INSTRUCTION =>
Report every line in the entries below that contains the string "trailer", copying each such line in full. Case counts.

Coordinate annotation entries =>
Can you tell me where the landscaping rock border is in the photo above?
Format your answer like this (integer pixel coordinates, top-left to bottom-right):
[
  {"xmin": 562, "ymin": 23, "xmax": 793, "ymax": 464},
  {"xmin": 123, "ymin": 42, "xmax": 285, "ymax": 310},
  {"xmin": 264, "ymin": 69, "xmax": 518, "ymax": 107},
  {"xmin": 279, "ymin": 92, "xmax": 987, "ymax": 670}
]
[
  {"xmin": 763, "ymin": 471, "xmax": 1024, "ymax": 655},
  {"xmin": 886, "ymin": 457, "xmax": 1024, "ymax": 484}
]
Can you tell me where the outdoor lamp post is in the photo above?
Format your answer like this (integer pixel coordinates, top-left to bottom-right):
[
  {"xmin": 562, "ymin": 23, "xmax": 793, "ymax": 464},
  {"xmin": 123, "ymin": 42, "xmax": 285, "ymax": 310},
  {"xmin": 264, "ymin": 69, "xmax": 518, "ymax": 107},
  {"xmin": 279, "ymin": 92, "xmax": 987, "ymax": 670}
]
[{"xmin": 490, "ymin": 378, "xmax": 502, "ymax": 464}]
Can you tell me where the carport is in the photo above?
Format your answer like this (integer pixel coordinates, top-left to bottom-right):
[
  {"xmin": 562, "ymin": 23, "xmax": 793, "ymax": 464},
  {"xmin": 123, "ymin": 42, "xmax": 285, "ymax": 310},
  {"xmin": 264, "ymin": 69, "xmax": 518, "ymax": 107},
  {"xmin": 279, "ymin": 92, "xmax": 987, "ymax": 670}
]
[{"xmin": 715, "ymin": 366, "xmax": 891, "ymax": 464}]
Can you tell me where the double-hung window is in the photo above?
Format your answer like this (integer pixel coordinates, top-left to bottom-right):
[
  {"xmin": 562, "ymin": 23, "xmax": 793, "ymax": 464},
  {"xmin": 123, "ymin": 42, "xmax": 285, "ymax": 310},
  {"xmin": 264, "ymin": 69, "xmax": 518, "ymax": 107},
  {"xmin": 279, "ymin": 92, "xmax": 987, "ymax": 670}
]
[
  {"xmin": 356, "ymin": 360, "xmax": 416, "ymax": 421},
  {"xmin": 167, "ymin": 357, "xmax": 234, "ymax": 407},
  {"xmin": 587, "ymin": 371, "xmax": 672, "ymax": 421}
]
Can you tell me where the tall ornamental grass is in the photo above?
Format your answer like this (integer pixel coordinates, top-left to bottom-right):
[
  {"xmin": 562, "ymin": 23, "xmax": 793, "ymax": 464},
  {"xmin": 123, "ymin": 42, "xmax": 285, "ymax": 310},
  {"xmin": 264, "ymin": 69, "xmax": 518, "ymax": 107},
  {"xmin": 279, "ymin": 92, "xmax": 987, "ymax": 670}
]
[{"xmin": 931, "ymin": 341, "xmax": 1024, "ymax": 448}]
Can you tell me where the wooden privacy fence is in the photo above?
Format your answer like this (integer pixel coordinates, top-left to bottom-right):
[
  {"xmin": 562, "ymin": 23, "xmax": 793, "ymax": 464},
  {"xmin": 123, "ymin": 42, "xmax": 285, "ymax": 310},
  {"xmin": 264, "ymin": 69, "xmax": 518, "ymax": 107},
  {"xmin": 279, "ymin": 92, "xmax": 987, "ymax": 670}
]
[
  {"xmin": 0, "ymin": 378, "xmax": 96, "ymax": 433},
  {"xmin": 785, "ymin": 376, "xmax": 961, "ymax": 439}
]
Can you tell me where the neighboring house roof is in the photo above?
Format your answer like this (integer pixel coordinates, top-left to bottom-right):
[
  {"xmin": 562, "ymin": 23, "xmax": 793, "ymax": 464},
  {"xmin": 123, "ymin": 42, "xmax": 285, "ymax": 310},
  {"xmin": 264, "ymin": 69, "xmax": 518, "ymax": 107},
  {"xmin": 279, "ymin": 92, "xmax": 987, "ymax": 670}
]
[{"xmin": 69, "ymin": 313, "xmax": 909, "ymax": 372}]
...
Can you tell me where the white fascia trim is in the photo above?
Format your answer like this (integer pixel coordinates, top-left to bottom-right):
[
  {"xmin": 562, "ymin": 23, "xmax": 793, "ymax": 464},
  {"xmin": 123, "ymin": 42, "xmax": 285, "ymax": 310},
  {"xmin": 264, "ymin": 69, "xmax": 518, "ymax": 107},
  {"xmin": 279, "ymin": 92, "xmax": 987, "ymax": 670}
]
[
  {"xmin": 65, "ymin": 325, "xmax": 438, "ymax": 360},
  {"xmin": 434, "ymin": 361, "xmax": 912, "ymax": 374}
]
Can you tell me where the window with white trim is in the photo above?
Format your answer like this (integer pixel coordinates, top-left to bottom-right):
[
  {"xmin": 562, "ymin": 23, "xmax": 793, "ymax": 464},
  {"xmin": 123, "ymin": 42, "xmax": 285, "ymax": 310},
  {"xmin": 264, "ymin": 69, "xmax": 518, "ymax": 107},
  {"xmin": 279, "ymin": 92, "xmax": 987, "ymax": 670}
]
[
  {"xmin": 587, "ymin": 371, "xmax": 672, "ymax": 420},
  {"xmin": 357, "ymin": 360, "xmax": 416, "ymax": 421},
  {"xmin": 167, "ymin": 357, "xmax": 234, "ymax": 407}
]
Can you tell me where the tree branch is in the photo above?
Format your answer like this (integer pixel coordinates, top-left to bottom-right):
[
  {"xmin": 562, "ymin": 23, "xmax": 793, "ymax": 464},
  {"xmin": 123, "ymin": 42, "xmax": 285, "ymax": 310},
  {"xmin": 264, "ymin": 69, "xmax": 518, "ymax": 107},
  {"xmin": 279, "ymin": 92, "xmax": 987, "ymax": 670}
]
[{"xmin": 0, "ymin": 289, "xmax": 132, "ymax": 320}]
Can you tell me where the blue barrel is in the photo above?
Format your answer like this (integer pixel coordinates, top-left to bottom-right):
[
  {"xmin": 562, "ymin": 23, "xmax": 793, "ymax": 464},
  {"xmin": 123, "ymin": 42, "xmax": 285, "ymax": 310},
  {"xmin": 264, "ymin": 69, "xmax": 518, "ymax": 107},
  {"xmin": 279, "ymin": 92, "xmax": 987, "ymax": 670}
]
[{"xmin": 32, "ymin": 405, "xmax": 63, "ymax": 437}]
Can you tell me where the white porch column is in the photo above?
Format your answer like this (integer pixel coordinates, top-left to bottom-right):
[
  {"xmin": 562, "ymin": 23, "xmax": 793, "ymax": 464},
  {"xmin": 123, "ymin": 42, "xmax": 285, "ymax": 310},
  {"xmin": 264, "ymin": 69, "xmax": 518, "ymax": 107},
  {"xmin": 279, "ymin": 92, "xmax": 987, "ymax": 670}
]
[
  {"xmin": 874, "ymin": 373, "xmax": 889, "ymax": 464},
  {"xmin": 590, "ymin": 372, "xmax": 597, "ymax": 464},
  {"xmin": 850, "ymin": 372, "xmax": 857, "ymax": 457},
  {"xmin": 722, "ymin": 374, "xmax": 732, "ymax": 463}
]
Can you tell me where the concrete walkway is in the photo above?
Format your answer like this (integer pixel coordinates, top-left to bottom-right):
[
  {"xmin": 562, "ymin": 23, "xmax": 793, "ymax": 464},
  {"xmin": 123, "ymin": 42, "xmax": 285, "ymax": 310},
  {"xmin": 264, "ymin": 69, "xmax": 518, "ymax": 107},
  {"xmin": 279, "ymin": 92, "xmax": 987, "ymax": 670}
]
--
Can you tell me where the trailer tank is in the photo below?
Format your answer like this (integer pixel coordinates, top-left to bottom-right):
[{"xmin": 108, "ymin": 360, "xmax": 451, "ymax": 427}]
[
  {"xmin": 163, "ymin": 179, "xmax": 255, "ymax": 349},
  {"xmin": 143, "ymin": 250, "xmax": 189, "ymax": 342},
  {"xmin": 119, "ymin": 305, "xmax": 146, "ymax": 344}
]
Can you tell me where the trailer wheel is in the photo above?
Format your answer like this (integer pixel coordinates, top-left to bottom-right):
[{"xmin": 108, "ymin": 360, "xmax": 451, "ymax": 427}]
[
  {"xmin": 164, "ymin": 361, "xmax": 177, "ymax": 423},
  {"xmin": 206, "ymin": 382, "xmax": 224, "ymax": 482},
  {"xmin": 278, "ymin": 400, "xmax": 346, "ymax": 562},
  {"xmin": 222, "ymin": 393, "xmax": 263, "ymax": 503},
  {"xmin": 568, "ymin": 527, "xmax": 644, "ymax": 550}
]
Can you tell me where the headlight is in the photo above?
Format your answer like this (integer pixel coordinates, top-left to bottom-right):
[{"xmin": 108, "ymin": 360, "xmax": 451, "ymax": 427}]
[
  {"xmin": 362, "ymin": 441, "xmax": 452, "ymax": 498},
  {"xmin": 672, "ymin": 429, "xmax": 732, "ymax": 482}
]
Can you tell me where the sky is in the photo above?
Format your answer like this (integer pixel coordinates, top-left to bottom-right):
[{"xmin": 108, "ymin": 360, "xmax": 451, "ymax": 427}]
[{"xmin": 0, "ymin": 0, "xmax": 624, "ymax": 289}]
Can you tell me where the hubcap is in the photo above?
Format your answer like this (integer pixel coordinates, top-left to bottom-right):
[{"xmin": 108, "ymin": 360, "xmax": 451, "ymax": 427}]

ANSWER =>
Can you tell me where the trailer tank is in the photo below?
Can you tell me where the trailer wheel is in the photo above?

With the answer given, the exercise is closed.